### Your tasks
• a. In the article on the fruitarian diet, rewrite the passage between "According to James" and "it potentially harmful?", inclusive, replacing "physiologically" with "biologically".
• b. In the article on the fruitarian diet, condense the paragraph that begins "Plant-based diets generally come" into a bulleted list of its main facts.
• c. Write what comes next in the article on the fruitarian diet, continuing after its last sentence.

### Selected excerpt
Plant-based diets are all the rage nowadays, with millions of people turning to them to mitigate future health risks, lose weight, and help the environment. But within the plant-based craze, something called the fruitarian diet has gained increasing attention in recent years. However, researchers say it’s not all it’s cracked up to be.
What’s the fruitarian diet?
Fruitarianism consist of eating a plant-based diet where 55 to 75 percent of the foods consumed are raw fruit. It also doesn’t include any animal products like dairy, eggs, and meat. Fruitarians largely point out a number of purported health benefits: Eating mostly fruit packs your body with fiber, vitamin C, and potassium.
According to James Brown, PhD, a biology professor at Aston University, even Steve Jobs, the late co-founder of Apple, followed somewhat of a fruitarian diet for part of his life. That said, this diet “is mistakenly based on the belief that humans are not omnivores, but “frugivores” — animals that prefer to eat raw fruit,” Brown wrote in The Conversation. “Proponents of this belief state that the human digestive system is physiologically designed to digest fruit and raw vegetables. While this may have once been true, the human body has evolved.”
Why is it potentially harmful?
Plant-based diets generally come with a number of health benefits. Research shows that they reduce the risk of heart disease and stroke, lower blood pressure, and could also help with weight loss and management. Not to mention, there’s also a positive environmental impact that comes from consuming fewer animal products.

### Dataset records
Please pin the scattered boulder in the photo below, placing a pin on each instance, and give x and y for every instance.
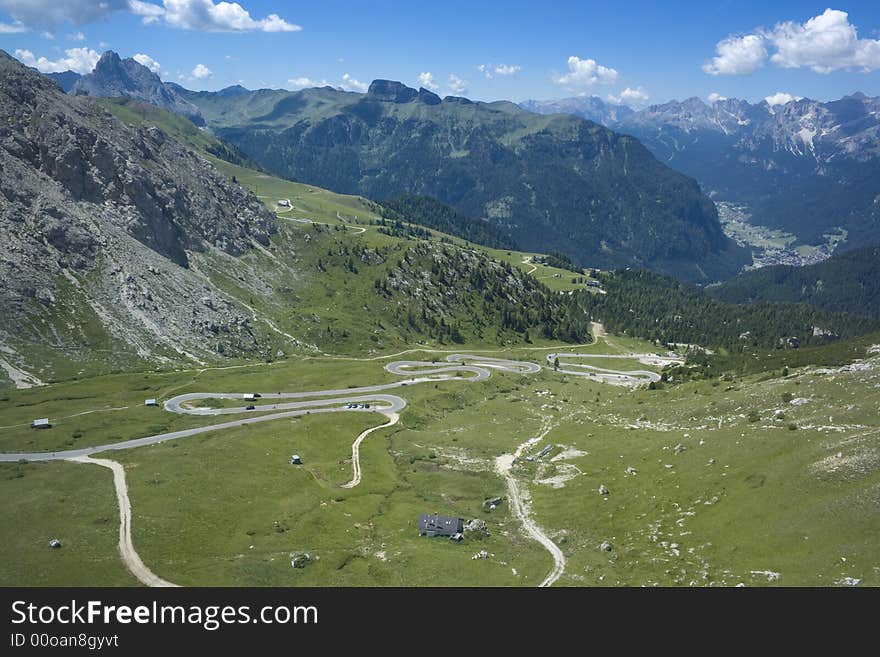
(300, 559)
(477, 527)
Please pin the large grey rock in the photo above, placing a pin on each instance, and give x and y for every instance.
(114, 77)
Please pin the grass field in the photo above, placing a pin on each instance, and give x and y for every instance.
(754, 480)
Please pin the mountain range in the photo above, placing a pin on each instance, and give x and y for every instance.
(807, 167)
(130, 244)
(548, 183)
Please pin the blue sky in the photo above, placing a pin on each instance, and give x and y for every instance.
(639, 52)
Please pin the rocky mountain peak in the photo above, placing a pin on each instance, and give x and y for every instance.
(391, 91)
(115, 77)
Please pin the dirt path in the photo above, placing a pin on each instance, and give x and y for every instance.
(130, 557)
(503, 466)
(356, 450)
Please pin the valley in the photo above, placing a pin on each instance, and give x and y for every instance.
(771, 246)
(678, 463)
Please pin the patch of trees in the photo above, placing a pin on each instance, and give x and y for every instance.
(848, 282)
(663, 310)
(429, 212)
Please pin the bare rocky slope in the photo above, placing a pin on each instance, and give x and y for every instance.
(100, 222)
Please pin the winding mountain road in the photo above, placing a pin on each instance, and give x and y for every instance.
(365, 399)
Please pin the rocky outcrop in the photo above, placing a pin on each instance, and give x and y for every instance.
(114, 77)
(100, 223)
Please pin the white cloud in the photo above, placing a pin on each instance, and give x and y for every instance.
(151, 13)
(585, 73)
(147, 61)
(737, 56)
(781, 98)
(204, 15)
(457, 85)
(14, 28)
(350, 84)
(305, 83)
(79, 60)
(491, 70)
(825, 43)
(201, 72)
(426, 79)
(201, 15)
(630, 97)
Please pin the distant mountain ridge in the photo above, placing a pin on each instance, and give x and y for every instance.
(114, 77)
(549, 183)
(805, 166)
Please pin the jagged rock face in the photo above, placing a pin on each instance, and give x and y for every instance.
(93, 209)
(591, 108)
(806, 166)
(549, 183)
(114, 77)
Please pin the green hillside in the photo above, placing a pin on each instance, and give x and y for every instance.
(550, 183)
(847, 282)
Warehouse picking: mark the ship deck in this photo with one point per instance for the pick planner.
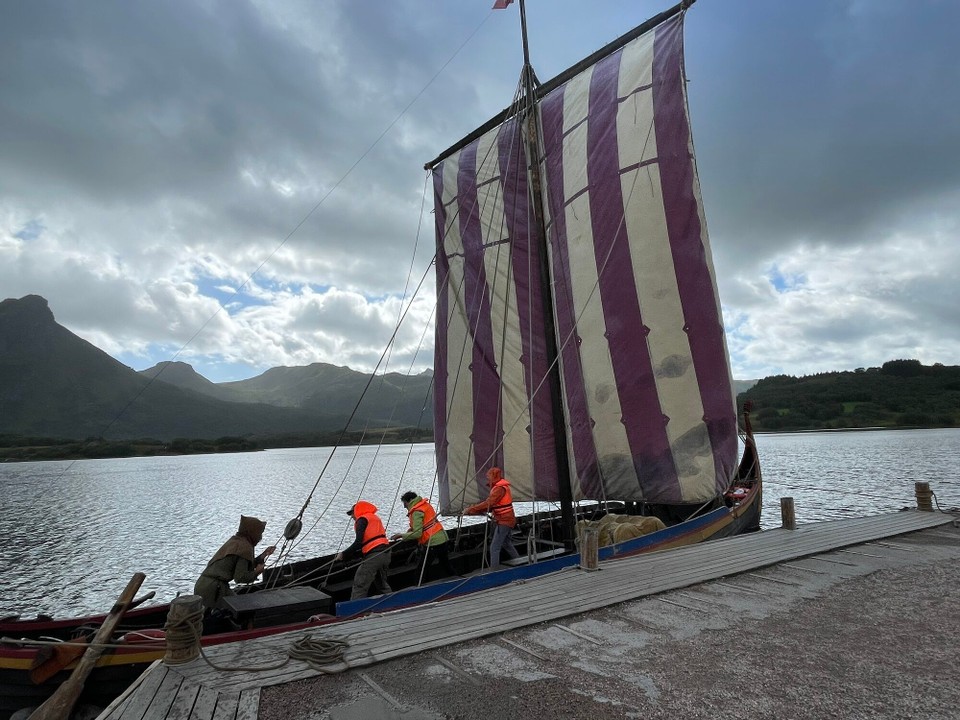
(228, 681)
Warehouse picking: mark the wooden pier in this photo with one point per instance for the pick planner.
(226, 683)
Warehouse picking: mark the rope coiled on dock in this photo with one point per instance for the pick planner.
(320, 652)
(183, 637)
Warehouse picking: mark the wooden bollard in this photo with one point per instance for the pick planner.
(924, 497)
(788, 519)
(590, 550)
(184, 627)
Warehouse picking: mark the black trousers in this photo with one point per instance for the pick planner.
(436, 554)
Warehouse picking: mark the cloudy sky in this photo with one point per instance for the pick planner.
(238, 184)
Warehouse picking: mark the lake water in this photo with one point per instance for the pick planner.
(75, 532)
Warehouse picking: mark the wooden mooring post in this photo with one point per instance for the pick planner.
(788, 519)
(590, 550)
(924, 497)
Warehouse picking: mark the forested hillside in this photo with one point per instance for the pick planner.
(901, 393)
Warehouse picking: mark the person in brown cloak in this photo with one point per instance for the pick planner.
(234, 561)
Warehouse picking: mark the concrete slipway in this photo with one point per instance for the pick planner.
(848, 619)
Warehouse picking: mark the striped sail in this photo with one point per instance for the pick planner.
(648, 398)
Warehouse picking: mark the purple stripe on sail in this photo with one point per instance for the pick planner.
(583, 448)
(642, 417)
(440, 342)
(703, 322)
(487, 428)
(525, 258)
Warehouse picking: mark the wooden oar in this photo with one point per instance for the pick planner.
(51, 659)
(59, 705)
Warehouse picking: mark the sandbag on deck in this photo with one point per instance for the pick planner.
(613, 528)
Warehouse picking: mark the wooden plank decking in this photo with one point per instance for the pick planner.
(199, 691)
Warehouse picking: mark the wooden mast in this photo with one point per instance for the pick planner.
(531, 121)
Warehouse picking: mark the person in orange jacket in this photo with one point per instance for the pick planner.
(372, 544)
(499, 504)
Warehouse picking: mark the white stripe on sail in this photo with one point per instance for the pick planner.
(610, 438)
(655, 275)
(460, 460)
(507, 342)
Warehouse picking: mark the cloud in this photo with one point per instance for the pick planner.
(241, 182)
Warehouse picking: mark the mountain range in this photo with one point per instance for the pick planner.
(55, 384)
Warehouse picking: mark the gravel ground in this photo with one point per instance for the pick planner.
(871, 633)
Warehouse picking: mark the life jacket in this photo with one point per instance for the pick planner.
(431, 525)
(503, 510)
(375, 534)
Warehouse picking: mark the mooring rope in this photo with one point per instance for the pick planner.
(318, 652)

### Task responses
• a.
According to James Brown, PhD, a biology professor at Aston University, even Steve Jobs, the late co-founder of Apple, followed somewhat of a fruitarian diet for part of his life. That said, this diet “is mistakenly based on the belief that humans are not omnivores, but “frugivores” — animals that prefer to eat raw fruit,” Brown wrote in The Conversation. “Proponents of this belief state that the human digestive system is biologically designed to digest fruit and raw vegetables. While this may have once been true, the human body has evolved.”
Why is it potentially harmful?

• b.
- Plant-based diets generally bring a number of health benefits.
- Research shows they reduce the risk of heart disease and stroke.
- They lower blood pressure.
- They could help with weight loss and management.
- Eating fewer animal products has a positive environmental impact.

• c.
However, scientists are quick to point out that a fruitarian diet could end up doing more harm than good. While some fruitarians claim that the lifestyle can cure diseases like cancer and get rid of bloating, there’s no concrete evidence to back those up. Moreover, while fruits are an essential part of a balanced diet, relying largely on them for nourishment means you miss out on so many incredibly important vitamins and minerals, including iron, vitamin B, zinc and omega-3 fatty acids, calcium, and vitamin D. Not to mention, you won’t be getting enough fats or protein, which are critical building blocks for making your body function properly.
Plus, while the natural sugars found in fruit are an important part of a larger diet, eating meals comprising of mostly fructose can lead to blood sugar spikes and buildup in the liver, prompting bigger health issues.
Overall, if you’re considering a fruitarian lifestyle or a similarly restrictive diet, it’s important to get a medical opinion or two ahead of time. “Before changing a diet, especially if the change is going to be extreme, it is always wise to speak to your doctor first,” Brown wrote. “Incorporating more fruit and vegetables as part of a balanced diet is a far safer, healthier way to approach fruit consumption.”
Enjoy your favorite fruits — but with a lot of other foods too.